21.02.2022

Thermoelektrischen Strömungsexperimente in der Schwerelosigkeit

Testläufe für Raketenstart am 28. Februar in Nordschweden.

Nachts herrschen derzeit 24 Grad minus auf der Esrange-Station bei Kiruna in Nord­schweden und auch tagsüber bleiben die Temperaturen unter null. Dem Wissen­schaftler­team um Christoph Egbers von der BTU Cottbus-Senften­berg können die widrigen Bedingungen jedoch nichts anhaben. Sie arbeiten seit vielen Jahren an Strömungs­experi­menten und fiebern jetzt dem Start einer Höhen­forschungs­rakete entgegen, die ihr Experiment für sechs Minuten in der Schwere­losig­keit hält. Nach bisher zwölf erfolg­reichen Experiment­kampagnen zur thermo­elek­trischen Konvektion im freien Fall bei Parabelflug-Missionen in Frankreich ist dies die erste Mission in einer Höhen­flug­rakete.

○ ○ ○ ○ ○ ○ ○

**AUFGABE:** Führe den Bericht über die Strömungsexperimente in der Schwerelosigkeit nach seinem letzten Satz weiter. Die Daten werden nicht gebraucht.

○ ○ ○ ○ ○ ○ ○

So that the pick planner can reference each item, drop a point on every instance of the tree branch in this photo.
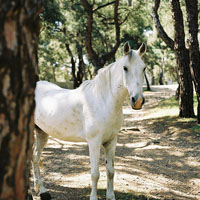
(102, 6)
(161, 32)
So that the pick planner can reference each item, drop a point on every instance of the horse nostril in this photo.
(133, 100)
(143, 100)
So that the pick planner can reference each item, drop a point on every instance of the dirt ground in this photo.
(156, 158)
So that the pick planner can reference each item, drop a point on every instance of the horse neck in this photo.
(117, 91)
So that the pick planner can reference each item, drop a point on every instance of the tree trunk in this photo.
(19, 25)
(147, 82)
(192, 18)
(182, 56)
(182, 59)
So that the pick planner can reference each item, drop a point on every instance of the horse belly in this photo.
(62, 122)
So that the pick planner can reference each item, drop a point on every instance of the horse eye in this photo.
(125, 69)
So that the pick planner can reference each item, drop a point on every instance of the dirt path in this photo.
(156, 158)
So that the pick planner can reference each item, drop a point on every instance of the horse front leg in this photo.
(94, 150)
(109, 150)
(40, 142)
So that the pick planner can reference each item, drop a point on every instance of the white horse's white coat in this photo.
(90, 113)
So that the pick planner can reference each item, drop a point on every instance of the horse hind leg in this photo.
(40, 141)
(109, 150)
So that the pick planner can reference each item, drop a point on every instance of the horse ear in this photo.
(127, 48)
(142, 49)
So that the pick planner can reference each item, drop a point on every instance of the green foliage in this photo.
(64, 22)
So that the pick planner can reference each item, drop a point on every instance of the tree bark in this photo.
(182, 59)
(192, 18)
(19, 25)
(182, 56)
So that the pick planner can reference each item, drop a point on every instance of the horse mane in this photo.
(101, 81)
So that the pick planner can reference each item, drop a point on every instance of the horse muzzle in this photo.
(137, 102)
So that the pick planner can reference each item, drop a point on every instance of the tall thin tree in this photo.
(19, 25)
(192, 18)
(186, 108)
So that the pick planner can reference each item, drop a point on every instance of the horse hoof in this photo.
(29, 197)
(45, 196)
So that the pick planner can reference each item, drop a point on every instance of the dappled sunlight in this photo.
(157, 157)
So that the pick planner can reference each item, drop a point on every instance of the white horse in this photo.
(91, 113)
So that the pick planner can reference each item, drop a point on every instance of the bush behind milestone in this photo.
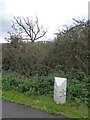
(66, 56)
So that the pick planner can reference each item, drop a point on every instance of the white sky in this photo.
(52, 14)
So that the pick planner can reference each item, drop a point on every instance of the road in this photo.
(13, 110)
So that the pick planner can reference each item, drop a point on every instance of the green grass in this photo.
(46, 103)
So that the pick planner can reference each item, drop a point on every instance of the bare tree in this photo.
(27, 29)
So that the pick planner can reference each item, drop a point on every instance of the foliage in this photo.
(77, 89)
(39, 63)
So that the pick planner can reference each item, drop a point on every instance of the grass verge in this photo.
(46, 103)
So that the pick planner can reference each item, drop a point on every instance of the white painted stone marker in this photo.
(60, 90)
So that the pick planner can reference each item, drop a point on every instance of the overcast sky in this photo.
(52, 14)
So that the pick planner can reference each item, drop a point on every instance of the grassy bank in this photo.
(46, 103)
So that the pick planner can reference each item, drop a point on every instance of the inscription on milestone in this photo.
(62, 93)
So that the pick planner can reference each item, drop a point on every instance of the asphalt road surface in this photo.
(13, 110)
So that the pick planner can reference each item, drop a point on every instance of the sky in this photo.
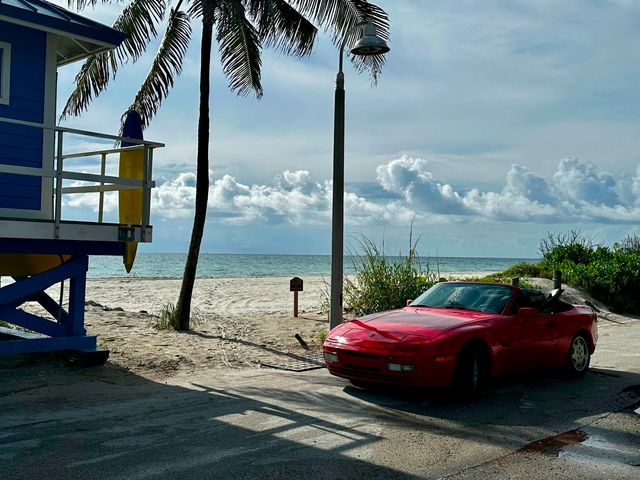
(492, 123)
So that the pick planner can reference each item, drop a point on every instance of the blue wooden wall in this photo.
(20, 145)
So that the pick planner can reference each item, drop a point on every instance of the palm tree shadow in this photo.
(265, 348)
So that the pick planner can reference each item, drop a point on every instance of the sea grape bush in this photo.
(384, 282)
(611, 275)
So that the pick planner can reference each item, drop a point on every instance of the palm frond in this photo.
(281, 26)
(240, 48)
(167, 65)
(138, 20)
(340, 16)
(91, 80)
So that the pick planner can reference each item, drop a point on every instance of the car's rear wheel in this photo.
(579, 357)
(469, 373)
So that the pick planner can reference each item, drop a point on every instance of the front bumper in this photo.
(373, 366)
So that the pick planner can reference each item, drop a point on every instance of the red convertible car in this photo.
(462, 334)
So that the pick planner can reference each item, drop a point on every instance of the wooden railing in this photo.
(101, 182)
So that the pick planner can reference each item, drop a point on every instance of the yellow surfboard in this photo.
(25, 264)
(130, 201)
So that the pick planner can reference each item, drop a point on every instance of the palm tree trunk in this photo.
(202, 181)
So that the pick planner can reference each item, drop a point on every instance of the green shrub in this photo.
(523, 269)
(384, 282)
(610, 275)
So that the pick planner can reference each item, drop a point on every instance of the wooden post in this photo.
(295, 286)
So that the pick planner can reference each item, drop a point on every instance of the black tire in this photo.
(578, 356)
(468, 374)
(96, 358)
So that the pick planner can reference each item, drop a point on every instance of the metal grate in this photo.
(297, 363)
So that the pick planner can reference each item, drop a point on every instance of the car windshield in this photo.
(466, 296)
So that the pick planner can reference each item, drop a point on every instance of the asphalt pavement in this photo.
(67, 422)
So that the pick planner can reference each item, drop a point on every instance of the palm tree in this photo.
(243, 28)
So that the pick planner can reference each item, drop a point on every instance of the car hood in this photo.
(395, 325)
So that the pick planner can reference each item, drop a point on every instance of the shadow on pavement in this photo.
(59, 422)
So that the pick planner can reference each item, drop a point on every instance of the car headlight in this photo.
(330, 357)
(400, 367)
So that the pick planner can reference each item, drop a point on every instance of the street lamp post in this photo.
(369, 44)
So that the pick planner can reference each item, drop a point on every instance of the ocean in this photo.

○ ○ ○ ○ ○ ○ ○

**ERGEBNIS:**
Abb.: Raketen­start­feld in der Schnee­land­schaft an der Esrange-Station...
Abb.: Raketen­start­feld in der Schnee­land­schaft an der Esrange-Station bei Kiruna in Nord­schweden. (Bild: BTU Cottbus-Senften­berg)

„Während des Raketen­flugs können unsere thermo­elektrischen Strömungs­experimente in einem etwa 18-fach längeren Zeitraum in annähernder Schwere­losig­keit statt­finden, als die Parabel­flüge es ermöglichen“, erläutert Egbers. „Damit erhöht sich die Qualität der Versuchs­ergebnisse deutlich. Die Möglichkeit, dass unser Experiment als eines von vier Versuchs­auf­bauten mitfliegt, ist für unsere Forschungen sehr bedeutend.“ Egbers und sein Team unter­suchen den Wärme- und Stoff­transport in einer Flüssig­keit unter Weltraum­bedingungen. Mit den Erkennt­nissen lassen sich beispiels­weise Wärme­tauscher in Kühl­systemen oder Satelliten optimieren.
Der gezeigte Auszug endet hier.